Yapılacak iş: Terör Alt Komisyonu raporunu anlatan haber metnini son cümlesinden sonra gelecek kısımla sürdürün.

Metin parçası:
__________________________________________________
Gündem

 Deniz Feneri Balyoz Harekat Planı
 Demokratik Açılım İrtica Eylem Planı
 Siyasi Gündem Ergenekon
 Ekonomik Gündem 

 Gündem > Siyasi Gündem > Dağdakilerin yüzde 78'i işsiz, yüzde 40'ı çocuk

Dağdakilerin yüzde 78'i işsiz, yüzde 40'ı çocuk

TBMM İnsan Haklarını İnceleme Komisyonu bünyesinde kurulan Terör Alt Komisyonu, yaklaşık bir yıllık çalışmanın ürünü olan kapsamlı bir rapor hazırladı.

 
325 sayfalık raporda, PKK terör örgütüne ilişkin çarpıcı rakamlara yer verildi. Buna göre, PKK’ya katılanların yüzde 78’i işsizlerden, yüzde 40’ı ise 18 yaş altındaki çocuklardan oluşuyor. Rapor, 30 yıllık süreçte çarpışan tarafların ‘eğitimsiz’ olduğunu da ortaya koyuyor. Terör örgütü militanlarının yüzde 72’si, terörle mücadele için devlet tarafından kullanılan korucuların da yüzde 83’ü ilkokul mezunu.
 
 AK Parti Amasya Milletvekili Naci Bostancı başkanlığında çalışmalarını yürüten komisyon tarafından hazırlanan raporda, terör örgütlerine en çok 14-25 yaş arası gençlerin ilgi gösterdiğine işaret edildi. Buna göre, terör örgütünün yaklaşık 20 bin üyesi var, bunlardan 6 bin civarındaki üye dağda ‘militan’ olarak görev yapıyor. Teröristlerin yüzde 73’ü Türk, yüzde 12’si Suriyeli, yüzde 10’u İranlı, yüzde 3’ü ise Iraklı. Bu militanların yüzde 57’si örgüte Türkiye’de katılırken, yüzde 9’u Avrupa ülkelerinde yaşayan Türk vatandaşlarından oluşuyor.
__________________________________________________
(Nokta etiketleme veri kümesinden alıntılar)
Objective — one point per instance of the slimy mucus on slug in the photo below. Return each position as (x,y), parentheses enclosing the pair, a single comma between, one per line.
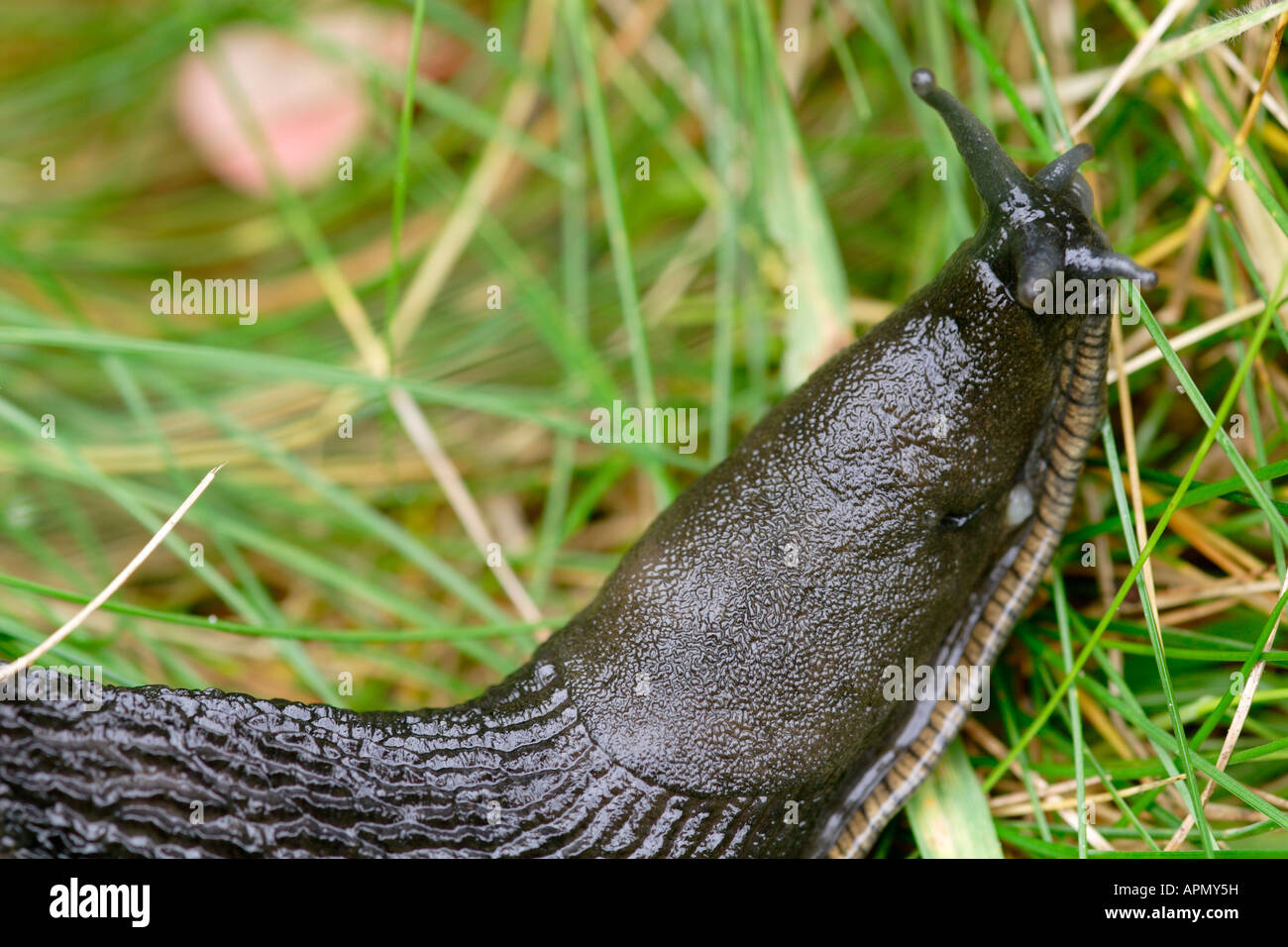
(711,699)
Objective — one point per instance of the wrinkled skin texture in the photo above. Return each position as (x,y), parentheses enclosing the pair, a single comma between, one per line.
(730,669)
(764,676)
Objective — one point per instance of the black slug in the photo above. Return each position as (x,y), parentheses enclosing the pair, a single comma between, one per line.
(722,694)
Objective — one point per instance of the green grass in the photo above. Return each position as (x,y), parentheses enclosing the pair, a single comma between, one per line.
(326,554)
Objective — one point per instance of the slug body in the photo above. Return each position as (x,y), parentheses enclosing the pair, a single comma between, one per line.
(726,690)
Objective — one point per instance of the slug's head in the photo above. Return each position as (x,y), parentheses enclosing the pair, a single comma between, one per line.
(1039,224)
__________________________________________________
Aşağıdaki yanıt:
 
    Dağdaki militanların doğdukları illerin başında yüzde 16’lık oranla Diyarbakır birinci. Mardin’de doğan teröristlerin oranı yüzde 13, Van’da doğanların ise yüzde 8. Buna karşılık örgüte katılanların yaşadıkları il sıralamasında yüzde 16 ile İstanbul ikinci sırada. Teröristlerin öldürüldükleri iller sıralamasında ise yüzde 18’lik oranla Şırnak ilk sırada. Bu ili yüzde 13 ile Tunceli, yüzde 10 ile Siirt takip ediyor. Örgütteki en kıdemli militan 28 yıldır hayatını kaybetmeden yaşamayı başarırken, militanların ortalama yaşam süresi 26 yıl olarak tespit edildi. Militanların dağda ortalama hayatta kalma süresi ise 7 yıl. Örgüt üyelerinin yüzde 77’si erkeklerden, yüzde 23’ü kadınlardan oluşuyor. Her aileden 1 kişiyi örgüte alan ve böylece devlete yönelik tepki cephesini büyütme stratejisi izleyen örgüt, militanlarını daha çok kalabalık ailelerden seçiyor.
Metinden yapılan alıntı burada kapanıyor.